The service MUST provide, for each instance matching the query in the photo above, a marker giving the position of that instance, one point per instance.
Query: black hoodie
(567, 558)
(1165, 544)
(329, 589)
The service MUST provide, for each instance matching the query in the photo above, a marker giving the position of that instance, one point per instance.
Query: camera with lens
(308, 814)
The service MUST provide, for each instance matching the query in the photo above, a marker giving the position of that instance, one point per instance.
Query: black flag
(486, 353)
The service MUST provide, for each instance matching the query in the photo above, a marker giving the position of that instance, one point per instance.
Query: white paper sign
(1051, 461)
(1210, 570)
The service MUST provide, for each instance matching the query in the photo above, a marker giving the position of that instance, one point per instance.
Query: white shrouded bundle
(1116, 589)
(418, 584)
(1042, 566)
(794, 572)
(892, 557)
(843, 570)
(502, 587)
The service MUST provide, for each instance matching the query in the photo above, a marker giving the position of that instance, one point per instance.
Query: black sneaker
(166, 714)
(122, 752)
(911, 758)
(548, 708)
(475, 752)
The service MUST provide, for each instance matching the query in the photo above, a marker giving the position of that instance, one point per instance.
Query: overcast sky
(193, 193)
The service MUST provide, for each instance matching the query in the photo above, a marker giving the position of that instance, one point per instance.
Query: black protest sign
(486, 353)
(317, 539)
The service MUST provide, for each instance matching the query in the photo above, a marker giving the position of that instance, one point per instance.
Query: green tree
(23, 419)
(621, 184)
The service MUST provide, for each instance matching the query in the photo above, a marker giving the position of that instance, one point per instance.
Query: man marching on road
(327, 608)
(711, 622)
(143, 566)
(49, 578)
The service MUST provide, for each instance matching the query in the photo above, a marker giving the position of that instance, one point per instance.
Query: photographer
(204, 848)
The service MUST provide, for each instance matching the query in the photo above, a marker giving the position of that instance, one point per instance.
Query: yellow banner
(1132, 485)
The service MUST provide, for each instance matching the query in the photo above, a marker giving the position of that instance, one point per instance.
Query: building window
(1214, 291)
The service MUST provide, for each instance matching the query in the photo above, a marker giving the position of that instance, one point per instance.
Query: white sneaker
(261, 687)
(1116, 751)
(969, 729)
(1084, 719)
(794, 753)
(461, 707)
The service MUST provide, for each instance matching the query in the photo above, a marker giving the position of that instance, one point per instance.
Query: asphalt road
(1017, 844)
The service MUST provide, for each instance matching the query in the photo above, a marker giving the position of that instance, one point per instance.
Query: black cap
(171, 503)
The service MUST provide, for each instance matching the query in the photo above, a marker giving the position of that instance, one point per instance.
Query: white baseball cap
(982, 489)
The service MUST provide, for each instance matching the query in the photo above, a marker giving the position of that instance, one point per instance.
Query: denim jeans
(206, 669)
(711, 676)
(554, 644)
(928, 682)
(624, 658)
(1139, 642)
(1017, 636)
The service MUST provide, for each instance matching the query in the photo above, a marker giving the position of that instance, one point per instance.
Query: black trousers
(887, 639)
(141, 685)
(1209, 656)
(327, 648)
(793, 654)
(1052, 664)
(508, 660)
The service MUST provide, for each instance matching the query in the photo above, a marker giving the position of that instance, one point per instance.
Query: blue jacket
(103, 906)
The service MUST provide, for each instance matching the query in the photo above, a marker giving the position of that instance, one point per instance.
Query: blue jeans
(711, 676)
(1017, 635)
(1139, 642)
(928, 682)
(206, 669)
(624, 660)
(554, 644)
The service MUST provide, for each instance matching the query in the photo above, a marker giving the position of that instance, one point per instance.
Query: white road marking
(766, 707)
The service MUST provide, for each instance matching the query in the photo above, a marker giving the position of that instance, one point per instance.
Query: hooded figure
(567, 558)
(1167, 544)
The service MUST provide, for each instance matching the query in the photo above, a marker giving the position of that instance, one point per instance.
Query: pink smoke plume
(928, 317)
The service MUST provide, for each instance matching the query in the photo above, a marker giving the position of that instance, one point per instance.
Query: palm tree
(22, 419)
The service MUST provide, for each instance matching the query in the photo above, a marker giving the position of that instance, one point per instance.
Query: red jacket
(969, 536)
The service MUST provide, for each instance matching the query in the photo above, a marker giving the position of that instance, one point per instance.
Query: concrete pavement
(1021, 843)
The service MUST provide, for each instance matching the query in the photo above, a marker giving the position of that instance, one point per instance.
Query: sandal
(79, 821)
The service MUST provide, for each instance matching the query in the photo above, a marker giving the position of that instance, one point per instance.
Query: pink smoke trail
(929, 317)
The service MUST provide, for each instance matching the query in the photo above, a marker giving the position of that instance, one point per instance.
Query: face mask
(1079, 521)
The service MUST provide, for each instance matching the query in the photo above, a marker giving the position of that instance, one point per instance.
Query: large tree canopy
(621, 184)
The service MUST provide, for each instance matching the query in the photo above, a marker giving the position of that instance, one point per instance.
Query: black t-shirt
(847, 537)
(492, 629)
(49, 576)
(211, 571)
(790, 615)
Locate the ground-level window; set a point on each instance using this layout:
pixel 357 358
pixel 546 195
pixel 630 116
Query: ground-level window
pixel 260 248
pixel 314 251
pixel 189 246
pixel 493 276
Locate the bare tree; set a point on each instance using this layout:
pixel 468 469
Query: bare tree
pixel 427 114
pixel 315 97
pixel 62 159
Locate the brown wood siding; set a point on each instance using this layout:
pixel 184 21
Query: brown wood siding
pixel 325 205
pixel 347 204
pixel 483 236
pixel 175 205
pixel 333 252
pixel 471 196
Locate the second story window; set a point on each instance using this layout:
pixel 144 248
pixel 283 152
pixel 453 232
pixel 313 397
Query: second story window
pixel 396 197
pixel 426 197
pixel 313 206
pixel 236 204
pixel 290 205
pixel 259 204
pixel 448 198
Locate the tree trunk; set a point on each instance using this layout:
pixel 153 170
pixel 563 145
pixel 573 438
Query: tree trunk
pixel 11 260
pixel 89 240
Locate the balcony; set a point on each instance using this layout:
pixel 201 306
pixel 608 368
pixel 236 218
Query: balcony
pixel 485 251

_Task details_
Here the job is to set down exactly the lines of the material above that fall between the one with "Query: large tree canopy" and the one with "pixel 630 116", inclusive, and nothing beyond them.

_Written response_
Query: large tree canopy
(621, 184)
The service MUST provide, for each instance matching the query in the photo above, a marker giving the position of that instance, one point per instance.
Query: black t-shirt
(847, 537)
(492, 629)
(49, 576)
(211, 571)
(790, 615)
Locate the ground-level window; set a point on each instance using this layout:
pixel 357 358
pixel 546 195
pixel 630 116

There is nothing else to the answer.